* **Instruction**
Recast the items below as a numbered list, omitting any blank lines. Leave the pictures out of the answer.

● ● ● ● ●

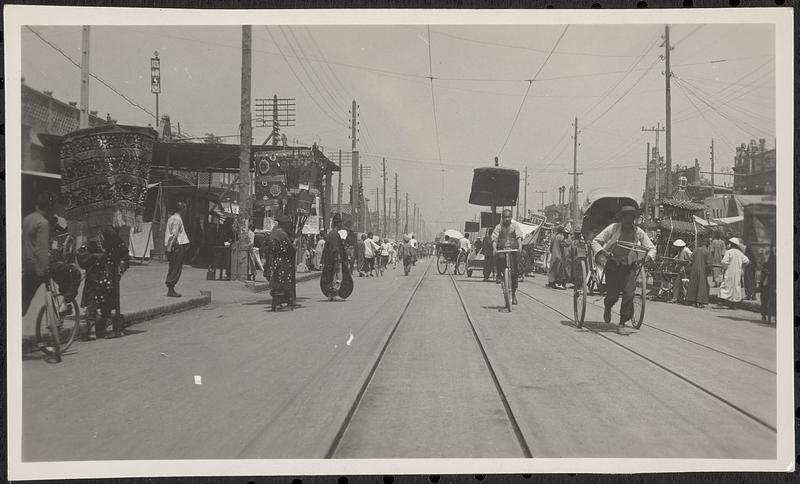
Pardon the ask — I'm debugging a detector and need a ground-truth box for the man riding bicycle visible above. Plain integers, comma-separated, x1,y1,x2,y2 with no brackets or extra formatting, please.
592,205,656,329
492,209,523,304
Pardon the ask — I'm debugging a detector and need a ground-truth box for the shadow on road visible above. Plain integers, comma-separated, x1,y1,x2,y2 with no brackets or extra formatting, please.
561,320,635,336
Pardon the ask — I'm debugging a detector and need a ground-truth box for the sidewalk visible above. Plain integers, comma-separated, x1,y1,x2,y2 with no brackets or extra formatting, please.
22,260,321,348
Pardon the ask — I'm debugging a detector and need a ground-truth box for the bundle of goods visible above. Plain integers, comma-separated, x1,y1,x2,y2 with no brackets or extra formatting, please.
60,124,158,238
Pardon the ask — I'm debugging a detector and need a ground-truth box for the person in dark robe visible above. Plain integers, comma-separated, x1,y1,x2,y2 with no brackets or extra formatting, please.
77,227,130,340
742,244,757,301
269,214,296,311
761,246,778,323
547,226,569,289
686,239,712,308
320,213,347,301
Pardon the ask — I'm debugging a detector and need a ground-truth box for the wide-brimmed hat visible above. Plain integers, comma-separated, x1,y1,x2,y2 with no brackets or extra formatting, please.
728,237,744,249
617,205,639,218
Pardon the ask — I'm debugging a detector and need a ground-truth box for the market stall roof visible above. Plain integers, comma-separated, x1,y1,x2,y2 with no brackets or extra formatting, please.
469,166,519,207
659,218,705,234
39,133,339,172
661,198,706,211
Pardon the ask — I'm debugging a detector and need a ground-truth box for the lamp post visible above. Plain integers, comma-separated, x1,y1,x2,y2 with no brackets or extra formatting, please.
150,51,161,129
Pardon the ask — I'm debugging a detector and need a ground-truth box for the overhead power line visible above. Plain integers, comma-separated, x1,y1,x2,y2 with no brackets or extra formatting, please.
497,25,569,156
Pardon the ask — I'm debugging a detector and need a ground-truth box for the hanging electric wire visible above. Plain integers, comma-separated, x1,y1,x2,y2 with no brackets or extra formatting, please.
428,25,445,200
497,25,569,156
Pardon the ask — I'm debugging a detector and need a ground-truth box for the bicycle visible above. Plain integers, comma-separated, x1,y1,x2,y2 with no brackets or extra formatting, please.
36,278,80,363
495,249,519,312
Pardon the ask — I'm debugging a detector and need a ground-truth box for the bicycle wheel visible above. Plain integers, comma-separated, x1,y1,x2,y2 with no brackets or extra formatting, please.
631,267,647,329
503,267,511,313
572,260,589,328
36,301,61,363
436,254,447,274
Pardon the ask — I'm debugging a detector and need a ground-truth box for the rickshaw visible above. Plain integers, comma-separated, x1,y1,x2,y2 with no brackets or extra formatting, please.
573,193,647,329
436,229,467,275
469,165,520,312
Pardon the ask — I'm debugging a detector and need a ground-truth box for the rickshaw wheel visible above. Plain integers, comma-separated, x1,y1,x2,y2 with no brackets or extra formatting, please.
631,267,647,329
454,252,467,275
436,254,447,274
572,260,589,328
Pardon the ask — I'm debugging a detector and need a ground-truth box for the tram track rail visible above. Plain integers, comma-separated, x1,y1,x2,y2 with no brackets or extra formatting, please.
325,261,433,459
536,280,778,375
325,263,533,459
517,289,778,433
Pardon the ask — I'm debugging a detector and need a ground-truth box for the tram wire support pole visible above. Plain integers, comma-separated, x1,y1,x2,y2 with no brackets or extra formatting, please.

● ● ● ● ●

* **Answer in full**
1. Pardon the ask — I'm debugging a detector and need a ground-truth box for the man riding bicycle visible above. Plain integers, comma-separated, x1,y1,x2,y2 with no brackets or extra formatting, please.
2. 592,205,656,329
3. 492,209,523,304
4. Pardon the ask — I'm debugging a detector and need a ground-truth box for the shadow on road visible above. Plain integers, comma-separated, x1,y1,x2,y2 with no brackets or extra formatting, please.
5. 561,320,635,336
6. Pardon the ask — I'm debugging a detector and need a ground-truth box for the sidewalk visible above. Plain integers, comma-separated, x1,y1,x2,y2 with no brackets or extra formatting, please.
7. 22,260,321,348
8. Pardon the ask — I'm debugging a detector and need a ground-truth box for the bundle of goods visible above. Plain integers, comma-separated, x1,y1,x2,y2 with no brackets or extra formatting, please.
9. 60,124,158,238
10. Pardon the ask — I'm debugging a detector and need a ground-truth box for the person in dark robe visible above. Plain integers, comma-separated, x1,y1,x2,y2 with no brackets or extra formatting, please.
11. 77,227,130,340
12. 742,244,757,301
13. 269,214,296,311
14. 761,246,778,323
15. 547,226,569,289
16. 686,239,712,308
17. 320,213,347,301
18. Pardon the ask — I'm debugging a detector and need a ground-truth box for the wide-brimmed hat visible above. Plain integers, comma-separated, x1,y1,x2,y2 with no brackets or extra formatting, please.
19. 728,237,744,249
20. 617,205,639,218
21. Pardon the ask — I'm debugging a detector and need a ground-truth box for the market stall roof visible above. Plain integers, comma-separated, x1,y1,x2,y2 with no brackets or extra formatting, please.
22. 469,166,519,207
23. 659,218,705,234
24. 39,133,339,172
25. 661,198,706,211
26. Pardon the ask — I'm debugging a detector and need a ground-truth box for the lamp post visible above. Plain integers, comma-separated, x1,y1,x2,y2 with no brackets or extra formatting, please.
27. 150,51,161,129
28. Pardon the ask — I'm debugging a detector and need a ground-truth box for the overhead power line visible above. Plain integers, comma-separated, x1,y1,x2,y2 with no brackets or extra formatting, please.
29. 497,25,569,156
30. Pardon the ask — I'm debugging a detector and need a ground-truth box for the hanging electric wire visible above. Plain integers, comma-separated, x1,y1,x2,y2 with no brackets or extra formatting, please.
31. 428,25,445,200
32. 497,25,569,156
33. Pardon the ask — I'm debugging a detector and need a ground-truth box for the bicycle visible above. Plain integers, comma-separated, x1,y1,x2,y2 with no brackets or extra formatting, please.
34. 36,278,80,363
35. 495,249,519,312
36. Pardon the ask — I'm debugging a detector and need a ground-truth box for the bicycle wheel visible above. Plain integers, comma-separated, x1,y1,x2,y2 with no brackets or extra formatting, please.
37. 631,267,647,329
38. 503,267,511,313
39. 572,260,589,328
40. 36,301,61,363
41. 436,254,447,274
42. Pardon the ask — I'm debugging a detector and need a ground-truth box for the rickshaw visible above. Plain integers, comma-separated, x1,y1,x2,y2 with no brackets or extra formatting, please.
43. 573,193,647,329
44. 436,229,467,275
45. 469,165,520,312
46. Pardon the ask — I'm debugging a detector and need a ground-truth box for the rickshaw wheel visible above. Plain integers, comma-separated, x1,y1,x2,y2 with no brackets or extra formatting, please.
47. 631,267,647,329
48. 454,252,467,275
49. 436,254,447,274
50. 572,260,589,328
51. Pardon the ask — I'm debugging a detector and need a ground-truth box for the tram track rail visible above. Plain integers, comma-separated, x1,y1,x2,y2 with no brackets or extra formatting, please.
52. 325,261,433,459
53. 536,280,778,375
54. 325,263,533,459
55. 517,289,778,433
56. Pardon the ask — I'm debugging a detector and need a ground-truth box for the tram wire support pole visible above. Plain integers, comma-separated, x1,y1,x2,y2 with no brackets or extra formatting, please.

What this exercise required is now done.